▶ **SET EXERCISE**
Can you reproduce the Lisp matcher and generation notes word for word, beginning at the words that contain "The main caller" and stopping after "mo::*stem-lexicon* or mo::*fullform-lexicon*."?

-------- SUPPLIED PASSAGE

The main function used here are regular trie matcher (see file dtree-matcher.lisp).
The main caller is
(DTREE:MATCH-ENTRY REGULAR-STRING LEXICON), where REGULAR-STRING is
a string containing regular expression following standard grep syntax.
LEXICON is either mo::*stem-lexicon* or mo::*fullform-lexicon*.
For example (dtree::match-entry "h.*" mo::*stem-lexicon*) will match
all lexical entries beginning with the letter h.
Note that the function (dtree::match-entry-help NIL) gives a
description
of possible regular syntax (see file dtree-matcher.lisp).
Morphological Generation
The toplevel function for generation of word forms from stems is
defined in file morphix-gen.lisp
which contains a description of all possible parametrizations. The
toplevel function is (GENERATE STEM CAT OTHER-KEYS) where STEM is a
stem,
CAT a possible word category and OTHER-KEYS appropriate
morpho-syntactic
constraints. The possible values for CAT and OTHER-KEYS can be find in
file morphix-gen.lisp. If OTHER-KEYS is not specified then
some
default values are used.
Try: (generate "haus" 'NOUN). Note that generation does not support
generation of compounds.

----------------
-------- RECORDS SHOWN

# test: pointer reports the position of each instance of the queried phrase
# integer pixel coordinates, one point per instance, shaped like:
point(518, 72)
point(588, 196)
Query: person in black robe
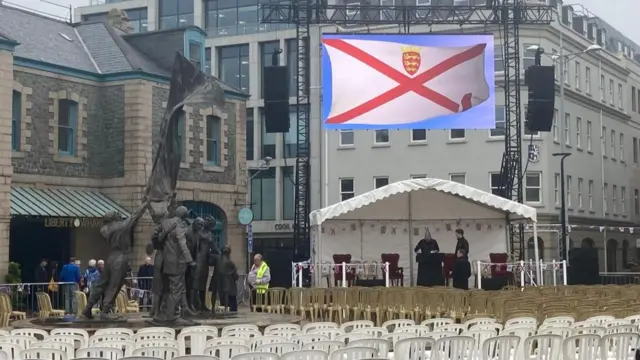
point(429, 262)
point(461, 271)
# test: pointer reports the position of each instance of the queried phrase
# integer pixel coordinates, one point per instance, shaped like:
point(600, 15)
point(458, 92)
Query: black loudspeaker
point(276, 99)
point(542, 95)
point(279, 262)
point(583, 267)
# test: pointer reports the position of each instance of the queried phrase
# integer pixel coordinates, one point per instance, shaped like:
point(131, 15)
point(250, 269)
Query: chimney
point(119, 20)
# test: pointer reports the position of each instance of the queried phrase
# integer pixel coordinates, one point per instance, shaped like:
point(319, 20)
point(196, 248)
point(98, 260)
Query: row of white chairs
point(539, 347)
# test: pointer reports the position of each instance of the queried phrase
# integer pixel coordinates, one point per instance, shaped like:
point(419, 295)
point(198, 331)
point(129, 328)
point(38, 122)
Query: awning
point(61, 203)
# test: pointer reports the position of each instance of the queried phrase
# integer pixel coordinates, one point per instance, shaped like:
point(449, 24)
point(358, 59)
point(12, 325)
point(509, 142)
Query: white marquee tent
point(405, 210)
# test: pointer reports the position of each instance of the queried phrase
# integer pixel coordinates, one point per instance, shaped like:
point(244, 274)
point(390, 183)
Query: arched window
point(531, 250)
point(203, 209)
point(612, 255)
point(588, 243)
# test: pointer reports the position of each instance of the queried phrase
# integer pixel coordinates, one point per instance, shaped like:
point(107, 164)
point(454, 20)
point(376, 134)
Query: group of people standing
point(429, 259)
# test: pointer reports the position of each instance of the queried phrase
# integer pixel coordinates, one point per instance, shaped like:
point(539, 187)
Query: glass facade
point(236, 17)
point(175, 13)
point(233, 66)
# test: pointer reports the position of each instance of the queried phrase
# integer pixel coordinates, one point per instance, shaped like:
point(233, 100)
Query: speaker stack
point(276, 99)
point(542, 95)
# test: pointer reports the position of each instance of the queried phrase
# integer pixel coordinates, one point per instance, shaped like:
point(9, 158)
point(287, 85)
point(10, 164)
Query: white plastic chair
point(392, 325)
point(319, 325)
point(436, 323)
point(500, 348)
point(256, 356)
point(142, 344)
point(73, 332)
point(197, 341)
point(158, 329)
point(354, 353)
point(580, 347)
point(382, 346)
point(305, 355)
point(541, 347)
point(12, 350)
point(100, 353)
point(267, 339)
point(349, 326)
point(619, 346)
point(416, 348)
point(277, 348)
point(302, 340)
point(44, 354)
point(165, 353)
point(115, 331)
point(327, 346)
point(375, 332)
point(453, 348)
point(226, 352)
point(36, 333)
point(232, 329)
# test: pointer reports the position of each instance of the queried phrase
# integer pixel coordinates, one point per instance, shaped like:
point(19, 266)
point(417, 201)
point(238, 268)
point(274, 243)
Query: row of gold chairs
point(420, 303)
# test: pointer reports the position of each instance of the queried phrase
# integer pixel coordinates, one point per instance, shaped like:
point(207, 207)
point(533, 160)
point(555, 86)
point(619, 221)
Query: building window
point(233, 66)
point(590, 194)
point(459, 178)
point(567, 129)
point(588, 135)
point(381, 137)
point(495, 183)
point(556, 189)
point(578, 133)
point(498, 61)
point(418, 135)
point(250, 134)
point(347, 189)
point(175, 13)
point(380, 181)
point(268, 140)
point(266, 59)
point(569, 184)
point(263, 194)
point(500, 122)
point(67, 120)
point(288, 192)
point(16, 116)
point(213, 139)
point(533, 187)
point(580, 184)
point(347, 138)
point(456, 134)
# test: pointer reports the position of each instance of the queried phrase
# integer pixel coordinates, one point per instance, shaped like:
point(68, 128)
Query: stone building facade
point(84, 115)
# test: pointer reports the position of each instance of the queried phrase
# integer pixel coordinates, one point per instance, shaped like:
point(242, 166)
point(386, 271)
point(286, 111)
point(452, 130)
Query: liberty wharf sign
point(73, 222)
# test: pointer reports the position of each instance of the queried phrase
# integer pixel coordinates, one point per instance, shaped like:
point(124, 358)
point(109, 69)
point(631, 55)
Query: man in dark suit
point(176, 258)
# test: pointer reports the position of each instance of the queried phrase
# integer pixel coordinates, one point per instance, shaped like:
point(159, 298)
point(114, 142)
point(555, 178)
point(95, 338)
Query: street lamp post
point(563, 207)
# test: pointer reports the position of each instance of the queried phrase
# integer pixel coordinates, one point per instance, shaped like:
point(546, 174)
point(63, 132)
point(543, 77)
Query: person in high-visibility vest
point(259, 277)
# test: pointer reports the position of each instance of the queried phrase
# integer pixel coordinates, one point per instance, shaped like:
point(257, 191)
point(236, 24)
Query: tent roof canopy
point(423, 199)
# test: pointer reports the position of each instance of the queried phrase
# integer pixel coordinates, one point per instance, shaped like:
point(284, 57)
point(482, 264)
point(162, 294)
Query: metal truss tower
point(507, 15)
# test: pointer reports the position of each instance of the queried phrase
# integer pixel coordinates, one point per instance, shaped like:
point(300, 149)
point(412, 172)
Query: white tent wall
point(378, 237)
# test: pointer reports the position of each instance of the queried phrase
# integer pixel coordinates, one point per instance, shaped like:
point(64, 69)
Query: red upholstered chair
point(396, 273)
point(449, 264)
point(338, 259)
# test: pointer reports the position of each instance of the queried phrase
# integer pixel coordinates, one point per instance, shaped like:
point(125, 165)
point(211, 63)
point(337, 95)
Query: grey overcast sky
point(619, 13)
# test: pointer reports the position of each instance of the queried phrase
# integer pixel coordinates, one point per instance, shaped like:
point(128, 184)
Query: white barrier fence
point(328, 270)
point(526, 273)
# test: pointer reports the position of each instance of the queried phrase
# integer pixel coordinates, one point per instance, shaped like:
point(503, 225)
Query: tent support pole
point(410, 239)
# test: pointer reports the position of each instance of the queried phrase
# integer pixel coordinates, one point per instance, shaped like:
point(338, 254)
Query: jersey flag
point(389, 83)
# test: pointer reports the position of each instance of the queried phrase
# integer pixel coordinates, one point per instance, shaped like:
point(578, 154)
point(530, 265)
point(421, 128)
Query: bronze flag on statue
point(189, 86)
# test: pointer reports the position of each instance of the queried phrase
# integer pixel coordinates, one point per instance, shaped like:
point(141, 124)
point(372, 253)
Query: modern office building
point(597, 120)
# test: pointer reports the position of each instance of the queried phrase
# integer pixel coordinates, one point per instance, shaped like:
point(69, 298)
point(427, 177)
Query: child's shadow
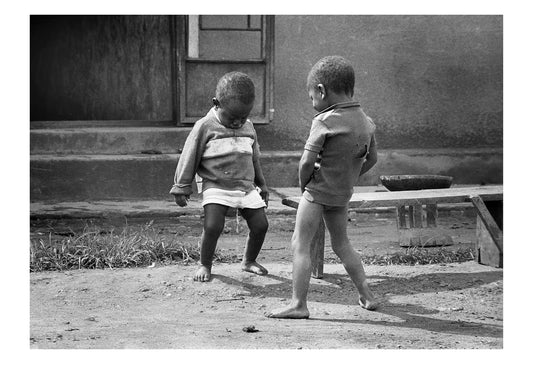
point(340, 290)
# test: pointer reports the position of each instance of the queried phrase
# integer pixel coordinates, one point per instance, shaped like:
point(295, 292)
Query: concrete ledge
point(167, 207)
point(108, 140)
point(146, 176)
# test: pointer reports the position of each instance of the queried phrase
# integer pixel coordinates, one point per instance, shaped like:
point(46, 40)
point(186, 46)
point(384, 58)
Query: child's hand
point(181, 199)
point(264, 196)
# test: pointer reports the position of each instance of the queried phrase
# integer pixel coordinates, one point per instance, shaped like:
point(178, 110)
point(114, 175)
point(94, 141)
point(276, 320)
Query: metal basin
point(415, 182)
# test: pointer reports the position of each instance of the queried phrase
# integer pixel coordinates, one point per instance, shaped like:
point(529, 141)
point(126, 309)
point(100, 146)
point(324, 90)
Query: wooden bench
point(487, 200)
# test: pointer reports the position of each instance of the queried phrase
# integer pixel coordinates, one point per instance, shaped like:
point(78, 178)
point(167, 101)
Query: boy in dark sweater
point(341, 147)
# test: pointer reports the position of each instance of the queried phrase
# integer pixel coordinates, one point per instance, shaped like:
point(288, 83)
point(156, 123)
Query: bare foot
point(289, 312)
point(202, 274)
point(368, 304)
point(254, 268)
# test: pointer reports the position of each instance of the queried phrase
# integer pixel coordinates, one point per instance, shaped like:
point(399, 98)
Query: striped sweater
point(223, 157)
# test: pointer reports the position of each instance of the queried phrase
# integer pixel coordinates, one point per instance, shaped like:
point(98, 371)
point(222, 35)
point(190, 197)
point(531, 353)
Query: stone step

----------------

▶ **WRITTEN ANSWER**
The main caller is
(DTREE:MATCH-ENTRY REGULAR-STRING LEXICON), where REGULAR-STRING is
a string containing regular expression following standard grep syntax.
LEXICON is either mo::*stem-lexicon* or mo::*fullform-lexicon*.